Tasks for this exercise =
(A) Output the customs case summaries word for word, everything from "It was held by" down to "not their function.".
(B) Continue the summaries of customs rulings past their last sentence.

It was held by the Hon’ble
Tribunal that the role of the Customs Authorities under the DEPB Scheme was
only to verify exporter’s declaration, quantity and FOB value of export
products and in case they find any discrepancy between goods declared and
those exported, they can only report it to DGFT. The Custom Authorities do not
have the authority to reduce DEPB credit as classification under the DEPB
schedule is not their function.
[Vishal Exports Overseas Ltd.
vs. Commissioner of Customs, Kochi 2006 (202) E.L.T 101 (Tri-Bang.)]
-
High Court order upholding
confiscation of goods, discretion still available on the levy of penalty
The issue involved was
whether the Hon’ble High Court’s decision upholding the confiscation of goods
is binding on the Tribunal. The Tribunal ruled that though the High Court’s
decision is binding on it but the Tribunal can always sit in judgment over the
correctness or otherwise of the quantum of fine and penalty imposed. The
Tribunal can modify the quantum of punishment and penalty if it feels that the
penalty imposed is unreasonable even though no appeal has been filed by the
respondent as these are matters of discretion.
[Commissioner of Customs,
Chennai vs. Vijex Office Equipment Pvt. Ltd. 2006 (202) E.L.T 123
(Tri-Chennai)].
-
Clearance of goods from
Custom Bonded Warehouse after issue of exemption Notification. Whether
exemption available?
The appellant imported
certain goods in November 2001 and filed the Bill of Entry in January 2002 to
avoid further interest. Thereafter the appellant paid duty by filling ex-bond
bill of entry and sought removal of goods from the warehouse. In March, 2002,
the Government of India issued an exemption Notification in respect of the
goods in question when those were within the bonded warehouse under Customs
Jurisdiction. Thereafter, the appellant filed a refund claim which was
rejected by the authorities.
It was held that the
appellant was entitled to the refund claim as in spite of payment of duty
before; it was the Customs authorities which did not permit the clearance of
goods. Since the goods were cleared from the warehouse after coming into force
of the Notification, the importer was entitled to its benefit and get refund
of duty.

Dataset =
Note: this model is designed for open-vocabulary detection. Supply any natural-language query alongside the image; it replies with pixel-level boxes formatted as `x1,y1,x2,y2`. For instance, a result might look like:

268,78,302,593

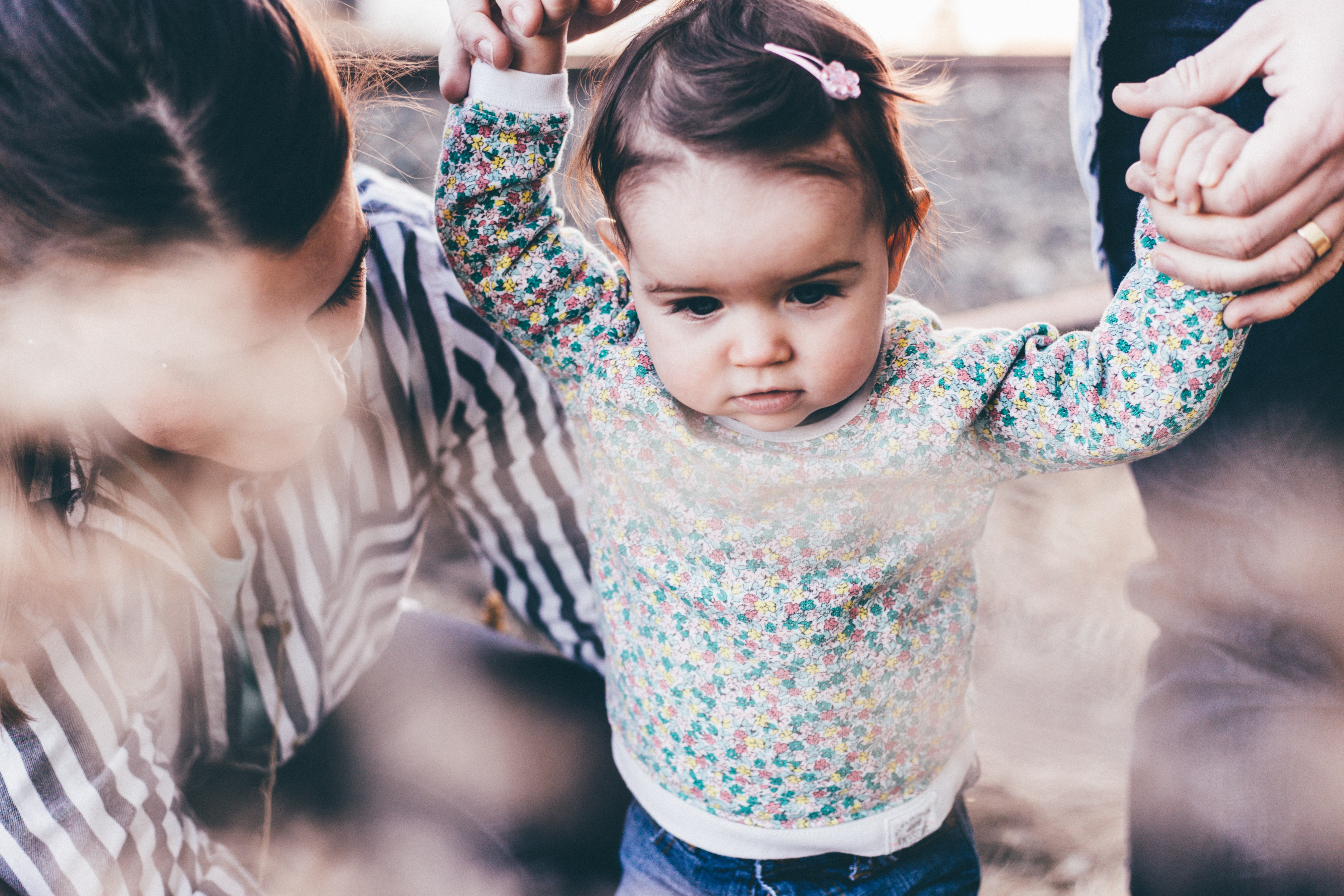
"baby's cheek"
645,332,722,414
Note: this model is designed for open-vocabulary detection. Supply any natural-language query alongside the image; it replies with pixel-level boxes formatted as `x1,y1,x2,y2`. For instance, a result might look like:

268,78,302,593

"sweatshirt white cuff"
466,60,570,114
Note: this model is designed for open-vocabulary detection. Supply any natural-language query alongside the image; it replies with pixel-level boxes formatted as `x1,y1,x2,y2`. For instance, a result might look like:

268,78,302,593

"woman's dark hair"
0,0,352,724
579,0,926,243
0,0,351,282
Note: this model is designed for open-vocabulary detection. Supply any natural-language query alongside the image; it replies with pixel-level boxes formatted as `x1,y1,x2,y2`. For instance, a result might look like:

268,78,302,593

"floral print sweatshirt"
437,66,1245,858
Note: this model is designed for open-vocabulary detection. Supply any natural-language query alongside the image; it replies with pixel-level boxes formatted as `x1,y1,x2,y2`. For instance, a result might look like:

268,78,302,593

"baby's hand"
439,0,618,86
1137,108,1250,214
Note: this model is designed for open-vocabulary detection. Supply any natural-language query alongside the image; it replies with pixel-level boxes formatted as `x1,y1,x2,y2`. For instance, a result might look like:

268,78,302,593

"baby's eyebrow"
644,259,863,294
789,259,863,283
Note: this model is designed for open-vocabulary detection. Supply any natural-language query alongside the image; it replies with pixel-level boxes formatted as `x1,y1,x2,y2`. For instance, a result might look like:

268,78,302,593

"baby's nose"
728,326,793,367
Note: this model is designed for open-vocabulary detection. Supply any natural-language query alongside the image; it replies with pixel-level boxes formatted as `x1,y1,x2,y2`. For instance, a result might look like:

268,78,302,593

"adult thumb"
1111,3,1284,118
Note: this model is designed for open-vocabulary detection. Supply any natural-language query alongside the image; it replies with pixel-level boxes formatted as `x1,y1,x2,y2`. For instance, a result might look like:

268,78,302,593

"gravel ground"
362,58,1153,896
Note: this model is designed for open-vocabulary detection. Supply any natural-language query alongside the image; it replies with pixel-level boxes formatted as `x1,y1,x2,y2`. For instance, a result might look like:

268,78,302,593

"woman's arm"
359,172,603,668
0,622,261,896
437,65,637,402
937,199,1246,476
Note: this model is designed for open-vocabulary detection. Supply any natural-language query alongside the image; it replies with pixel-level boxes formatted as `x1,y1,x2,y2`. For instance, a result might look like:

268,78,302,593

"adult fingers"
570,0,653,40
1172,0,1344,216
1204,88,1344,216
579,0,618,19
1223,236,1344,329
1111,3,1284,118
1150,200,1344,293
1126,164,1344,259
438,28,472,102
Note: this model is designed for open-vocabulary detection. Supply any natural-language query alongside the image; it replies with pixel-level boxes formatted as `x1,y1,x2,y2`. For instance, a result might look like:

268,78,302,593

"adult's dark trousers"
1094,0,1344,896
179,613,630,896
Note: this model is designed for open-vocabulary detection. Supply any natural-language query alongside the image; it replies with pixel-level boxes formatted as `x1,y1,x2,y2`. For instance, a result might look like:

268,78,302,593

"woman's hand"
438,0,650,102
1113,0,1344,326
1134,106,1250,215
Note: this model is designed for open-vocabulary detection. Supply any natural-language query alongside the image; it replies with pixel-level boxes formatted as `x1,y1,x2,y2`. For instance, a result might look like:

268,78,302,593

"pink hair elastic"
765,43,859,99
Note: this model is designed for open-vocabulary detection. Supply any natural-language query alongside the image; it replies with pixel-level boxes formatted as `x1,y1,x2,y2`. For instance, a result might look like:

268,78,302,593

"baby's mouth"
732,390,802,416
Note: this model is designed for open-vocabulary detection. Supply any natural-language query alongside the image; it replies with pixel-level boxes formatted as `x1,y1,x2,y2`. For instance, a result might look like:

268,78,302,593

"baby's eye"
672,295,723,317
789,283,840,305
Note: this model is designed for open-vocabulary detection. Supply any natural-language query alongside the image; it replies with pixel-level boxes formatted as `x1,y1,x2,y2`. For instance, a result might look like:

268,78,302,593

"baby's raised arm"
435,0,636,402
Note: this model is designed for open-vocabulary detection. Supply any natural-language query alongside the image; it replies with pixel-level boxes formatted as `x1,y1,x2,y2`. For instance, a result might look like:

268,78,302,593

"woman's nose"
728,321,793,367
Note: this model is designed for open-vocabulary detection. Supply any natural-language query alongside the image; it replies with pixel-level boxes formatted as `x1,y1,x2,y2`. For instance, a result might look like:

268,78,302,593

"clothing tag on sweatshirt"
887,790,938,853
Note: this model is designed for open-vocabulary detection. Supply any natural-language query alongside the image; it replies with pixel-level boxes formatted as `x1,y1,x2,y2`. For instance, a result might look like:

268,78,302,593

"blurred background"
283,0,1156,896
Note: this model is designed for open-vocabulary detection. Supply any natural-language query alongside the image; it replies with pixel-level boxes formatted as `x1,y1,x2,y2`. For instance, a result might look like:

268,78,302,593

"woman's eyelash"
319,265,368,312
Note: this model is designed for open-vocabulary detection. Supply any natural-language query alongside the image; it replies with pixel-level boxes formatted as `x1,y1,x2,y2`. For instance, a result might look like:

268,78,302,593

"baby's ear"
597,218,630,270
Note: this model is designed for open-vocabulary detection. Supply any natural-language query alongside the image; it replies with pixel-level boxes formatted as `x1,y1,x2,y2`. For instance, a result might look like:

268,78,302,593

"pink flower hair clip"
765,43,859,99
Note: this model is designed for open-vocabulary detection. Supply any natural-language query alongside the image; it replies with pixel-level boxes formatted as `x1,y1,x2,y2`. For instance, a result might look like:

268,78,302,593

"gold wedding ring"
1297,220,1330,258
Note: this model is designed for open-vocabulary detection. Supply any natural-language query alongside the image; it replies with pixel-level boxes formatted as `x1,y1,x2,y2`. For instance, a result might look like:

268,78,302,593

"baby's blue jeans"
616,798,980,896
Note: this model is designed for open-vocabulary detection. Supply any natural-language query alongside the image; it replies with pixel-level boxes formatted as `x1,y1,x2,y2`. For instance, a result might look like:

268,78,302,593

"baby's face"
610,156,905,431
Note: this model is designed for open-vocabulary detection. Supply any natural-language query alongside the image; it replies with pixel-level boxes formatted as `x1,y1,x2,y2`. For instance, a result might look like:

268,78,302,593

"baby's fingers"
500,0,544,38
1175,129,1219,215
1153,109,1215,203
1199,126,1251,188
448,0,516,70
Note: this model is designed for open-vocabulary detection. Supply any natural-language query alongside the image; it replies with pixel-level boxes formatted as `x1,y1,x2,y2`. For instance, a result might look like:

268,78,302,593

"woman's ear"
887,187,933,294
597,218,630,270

Results =
(A)
It was held by the Hon’ble
Tribunal that the role of the Customs Authorities under the DEPB Scheme was
only to verify exporter’s declaration, quantity and FOB value of export
products and in case they find any discrepancy between goods declared and
those exported, they can only report it to DGFT. The Custom Authorities do not
have the authority to reduce DEPB credit as classification under the DEPB
schedule is not their function.

(B)
[Secretary, Council of
Science & Technology, UP vs. Commissioner of Customs (Port) 2006 (202) E.L.T
241 (Cal.)]
-
Delivery of adjudication
order – Proof of valid service
The issue involved in this
case was two fold (i) whether dispatch of the adjudication order by speed post
amounts to a valid service under section 153(a) of the Customs Act, 1962 in
absence of proof of actual delivery of the speed post? and (ii) whether
simultaneous affixing of the order on the notice board while dispatching it by
speed post is sufficient compliance of section 153(b) of the Customs Act?
It was held that the delivery
of order/decision/summons/notice in post office for onward transmission to
addressee by registered post is not a sufficient proof of valid service. The
concept of deemed service under section 27 of General Clauses Act, 1897 was
held to be inapplicable as there is no scope of presumption in taxing matters.
It was held that the service has to be effected in accordance with the terms
and conditions under section 153 of Customs Act and section 37C of Central
Excise Act, 1944. On the issue of simultaneous affixing of the order on the
notice board and dispatch by speed post, it was held that the legal
requirement was not served.
[Margra Industries Ltd. vs.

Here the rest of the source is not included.